- **Tasks to carry out**
**a.** Arrange the entries, starting from their first line and ending with the line that contains "112L338 123L346 75L332", as a JSON list of strings with one string per line and blank lines dropped. Leave out the pictures.
**b.** Pick up the piece on the Lillies theater awards for women from the point where it stops, and keep writing.

- **Quoted text**
Why separate awards for women in the theater? Before the Lillies, women had been excluded from receiving major theater awards, so they made their own. Teresa Rebek had a spread sheet proving that before then, if you happened to meet a woman on a set, she was most likely a costume designer. If 70 percent of the ticket buyers are women, why the heck weren't women in theater garnering more awards?

Marsha Norman suggested that one reason was because men played on teams and women needed to as well, to coach each other, support each other, clap each other on the backs. "So play on a friggin' girls' team!" she proclaimed.

And they have. The amount of workshops, financing, and all around interest that these women take in each other and all women trying to find a voice has had ripples. This year, five women playwrights won Pulitzer prizes. But the struggle isn't over. In 2014, the Pulitzer Prize for theater went to Annie Baker for her play, The Flick. Runners up were Jeanine Tesori and Lisa Kron and Madeleine George for The Curious Case of The Watson Intelligence. But, as Michelle Willens wrote in The Atlantic, "All these works have two things in common. They didn't play on Broadway."

Despite the "resilience" of the glass ceiling in theater, Lillies take the time to reach out to youth here and around the globe. Writer, actress, playwright, Dominique Morisseau spoke of taking kids from the South Bronx to Broadway plays, noting how, in follow-up discussions, these kids saw themselves in the characters even though the plays had nothing to do with their background. Broadway musical director Mary Mitchell Campbell along with Juilliard students conceived of to transform the lives of youth through the arts. ASTEP connects underserved youth with visual and performing artists to awaken their imagination and foster critical thinking to help them break free of poverty. Mary just came back from India where she helped girls ages 9-11 find their voices and created a moving song about finding one's voice.

Winnie Holzman (book writer of the Tony Award-winning Wicked) said, with a grin, that she was "much too young too receive her Lifetime Achievement Award." And it was so moving when the cast of Raisin in the Sun honored the life of the late playwright, Lorraine Hansberry. Also, Linda Mindich presented an award of $25,000 to fund a new work by a woman playwright.

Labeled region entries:

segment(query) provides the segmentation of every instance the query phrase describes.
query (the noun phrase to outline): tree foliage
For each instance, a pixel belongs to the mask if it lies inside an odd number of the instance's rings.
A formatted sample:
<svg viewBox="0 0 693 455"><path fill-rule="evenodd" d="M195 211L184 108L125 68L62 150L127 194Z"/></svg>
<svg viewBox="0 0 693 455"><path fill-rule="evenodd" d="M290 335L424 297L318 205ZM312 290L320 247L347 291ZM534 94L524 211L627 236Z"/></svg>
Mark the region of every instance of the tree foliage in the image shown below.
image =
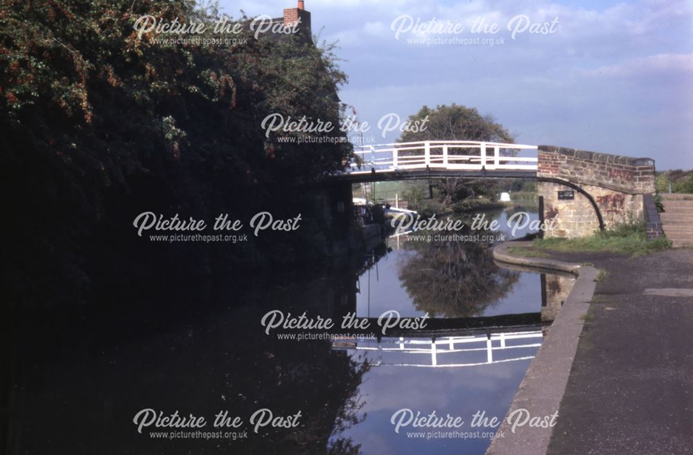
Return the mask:
<svg viewBox="0 0 693 455"><path fill-rule="evenodd" d="M274 112L338 123L346 75L332 46L256 39L247 29L236 45L161 43L136 33L142 15L220 17L191 0L0 0L0 168L21 224L3 233L17 242L3 252L16 257L8 273L27 285L28 262L40 261L80 287L89 261L104 260L90 254L120 254L103 239L130 235L143 210L208 219L272 204L295 211L297 183L350 156L346 141L280 144L261 127ZM226 252L252 265L262 249ZM198 245L186 253L204 269L202 256L220 253Z"/></svg>

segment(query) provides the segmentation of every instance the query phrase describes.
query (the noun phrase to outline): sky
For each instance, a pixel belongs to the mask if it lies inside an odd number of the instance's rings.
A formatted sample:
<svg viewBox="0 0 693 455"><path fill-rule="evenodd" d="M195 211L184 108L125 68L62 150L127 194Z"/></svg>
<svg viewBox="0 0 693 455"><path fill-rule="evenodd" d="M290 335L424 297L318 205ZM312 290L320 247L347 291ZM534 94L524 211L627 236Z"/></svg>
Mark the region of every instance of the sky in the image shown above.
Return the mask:
<svg viewBox="0 0 693 455"><path fill-rule="evenodd" d="M234 17L242 10L277 17L296 1L221 0L220 6ZM490 114L518 143L647 157L658 170L693 168L691 0L306 0L305 6L313 34L338 42L349 78L340 96L371 125L371 143L398 136L383 136L377 123L383 116L403 121L424 105L454 102ZM407 31L407 21L416 19L459 24L462 31ZM499 30L472 33L475 20ZM552 33L530 33L532 26L522 30L525 21L538 23L540 30L545 23L554 26L544 28ZM475 38L477 44L459 42ZM426 44L434 39L439 42Z"/></svg>

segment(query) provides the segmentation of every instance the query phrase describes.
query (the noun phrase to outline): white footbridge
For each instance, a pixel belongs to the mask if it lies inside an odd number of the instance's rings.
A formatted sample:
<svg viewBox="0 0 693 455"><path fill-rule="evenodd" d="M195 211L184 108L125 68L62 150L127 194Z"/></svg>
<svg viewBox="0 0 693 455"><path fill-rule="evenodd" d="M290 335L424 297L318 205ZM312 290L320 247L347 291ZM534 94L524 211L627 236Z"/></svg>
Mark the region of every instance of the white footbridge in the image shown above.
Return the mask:
<svg viewBox="0 0 693 455"><path fill-rule="evenodd" d="M537 146L473 141L423 141L354 148L347 173L537 170Z"/></svg>

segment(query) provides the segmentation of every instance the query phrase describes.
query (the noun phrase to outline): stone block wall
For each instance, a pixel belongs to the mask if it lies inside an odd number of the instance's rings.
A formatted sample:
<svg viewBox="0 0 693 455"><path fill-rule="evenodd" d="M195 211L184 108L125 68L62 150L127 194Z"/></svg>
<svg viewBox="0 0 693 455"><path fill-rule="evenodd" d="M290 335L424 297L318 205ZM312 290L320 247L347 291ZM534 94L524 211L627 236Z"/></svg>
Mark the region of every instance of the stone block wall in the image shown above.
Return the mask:
<svg viewBox="0 0 693 455"><path fill-rule="evenodd" d="M655 191L654 162L559 147L540 145L537 177L565 180L589 194L609 228L616 223L644 220L643 195ZM573 190L572 199L559 199L559 191ZM544 218L552 221L546 238L590 235L599 229L594 206L583 194L554 181L540 181Z"/></svg>

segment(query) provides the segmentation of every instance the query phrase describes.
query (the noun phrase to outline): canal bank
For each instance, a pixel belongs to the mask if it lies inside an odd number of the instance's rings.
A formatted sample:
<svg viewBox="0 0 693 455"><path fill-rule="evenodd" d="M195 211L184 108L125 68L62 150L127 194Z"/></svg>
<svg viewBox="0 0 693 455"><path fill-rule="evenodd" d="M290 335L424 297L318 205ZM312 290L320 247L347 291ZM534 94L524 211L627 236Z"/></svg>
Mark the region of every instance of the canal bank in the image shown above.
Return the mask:
<svg viewBox="0 0 693 455"><path fill-rule="evenodd" d="M514 247L528 245L529 242L513 242ZM500 262L544 270L560 270L577 276L570 293L549 329L536 357L529 366L508 411L526 409L532 417L554 416L559 411L578 341L582 332L585 315L595 291L598 271L588 265L565 262L543 258L524 258L508 253L509 242L493 249L493 258ZM559 412L560 416L560 412ZM560 419L560 417L559 418ZM488 455L540 455L545 454L554 428L529 426L512 428L507 419L498 429L502 438L493 440Z"/></svg>
<svg viewBox="0 0 693 455"><path fill-rule="evenodd" d="M561 330L556 323L570 314L565 310L571 302L566 301L514 401L513 408L527 407L520 400L544 406L559 402L552 432L532 429L536 431L528 433L526 440L516 435L509 440L498 440L487 453L693 453L693 251L638 258L608 253L559 256L550 252L544 258L513 257L507 248L507 244L498 247L495 256L544 267L567 267L556 264L559 259L573 265L590 263L606 273L599 283L592 283L594 296L584 303L581 331L572 339L556 339L556 329ZM594 280L594 267L578 270L593 269ZM581 282L588 285L579 278L573 292L579 292ZM565 373L565 365L562 371L553 366L538 369L553 344L565 349L577 345L560 395L546 387ZM513 441L515 447L510 447Z"/></svg>

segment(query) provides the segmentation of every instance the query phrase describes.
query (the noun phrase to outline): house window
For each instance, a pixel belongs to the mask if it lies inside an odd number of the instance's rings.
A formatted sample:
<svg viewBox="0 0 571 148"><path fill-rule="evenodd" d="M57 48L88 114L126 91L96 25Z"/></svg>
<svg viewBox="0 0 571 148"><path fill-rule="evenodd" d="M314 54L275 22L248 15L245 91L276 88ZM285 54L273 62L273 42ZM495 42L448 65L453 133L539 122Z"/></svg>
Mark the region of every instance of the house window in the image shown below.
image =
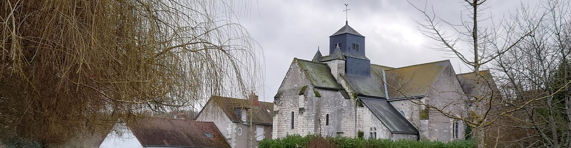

- **Expected answers**
**a.**
[
  "segment(query) provides the segmentation of every instance the query phrase describes.",
  "query (the noun phrase to outline): tree foliage",
  "For each instance, a pixel belongs to the mask if it lies inside an odd number of the instance's rings.",
  "A formatted sample:",
  "<svg viewBox=\"0 0 693 455\"><path fill-rule=\"evenodd\" d=\"M195 211L184 108L125 68L62 150L127 194Z\"/></svg>",
  "<svg viewBox=\"0 0 693 455\"><path fill-rule=\"evenodd\" d=\"M290 335L424 297L318 205ZM312 290L320 247L347 291ZM534 94L524 211L627 236Z\"/></svg>",
  "Mark the region of every instance of the tree foliage in the image shown below.",
  "image =",
  "Return the mask:",
  "<svg viewBox=\"0 0 693 455\"><path fill-rule=\"evenodd\" d=\"M274 112L338 123L346 75L332 46L256 39L247 29L236 45L161 43L136 33L142 15L220 17L191 0L0 0L0 168L21 224L3 233L17 242L3 252L16 257L8 273L27 285L28 262L40 261L80 287L89 261L104 260L90 254L120 254L103 239L130 235L143 210L208 219L272 204L295 211L297 183L350 156L346 141L280 144L261 127ZM226 252L252 265L262 249ZM198 245L186 253L204 269L202 256L220 253Z\"/></svg>"
]

**b.**
The night was full of "womanisms." Billie Allen, actor, dancer, and founding member of The Women's Project and Productions and of the League of Professional Theater Woman, among other honors, told how, when she was the understudy for the original production of Raisin in the Sun, she was eight months pregnant by the time she was needed. When she confessed, the clueless director said that they had been about to ask her to lose a little weight. Kelli O'Hara, nominee for five Tony Awards, including four for best actress in a musical for her performances in South Pacific, Pajama Game, Nice Work if you can get it, and The Bridges of Madison County, and mother of a young son, said, with a tug at the front of her dress, that she accidentally left her breastfeeding paraphernalia somewhere.

Men weren't neglected. Todd London, author and artistic director of the New Dramatist, and winner of a visionary leadership award in 2009 as "an individual who has advanced theater nationally and internationally, received a Lilly for the particular help he gave to women, along with bouquet and a rhinestone tiara which he wore for the ceremony.

After the ceremony, there was a cocktail party across the street at the West Bank Café (407 W. 42nd St.) followed by a cabaret performed by honorees and some surprise guests.

Brava to all the Lilly Award winners: Kristen Anderson Lopez, Susan Bernfield, Johanna Day, Winnie Holtzman, Joyce Ketay, Mary Mitchell Campbell, Rebecca Niomi Jones, Dominique Morisseau, Kelli O'Hara, Jen Silverman, Jeanine Tesori, and Leisl Tommy.

May the Lillies continue to bloom and bloom!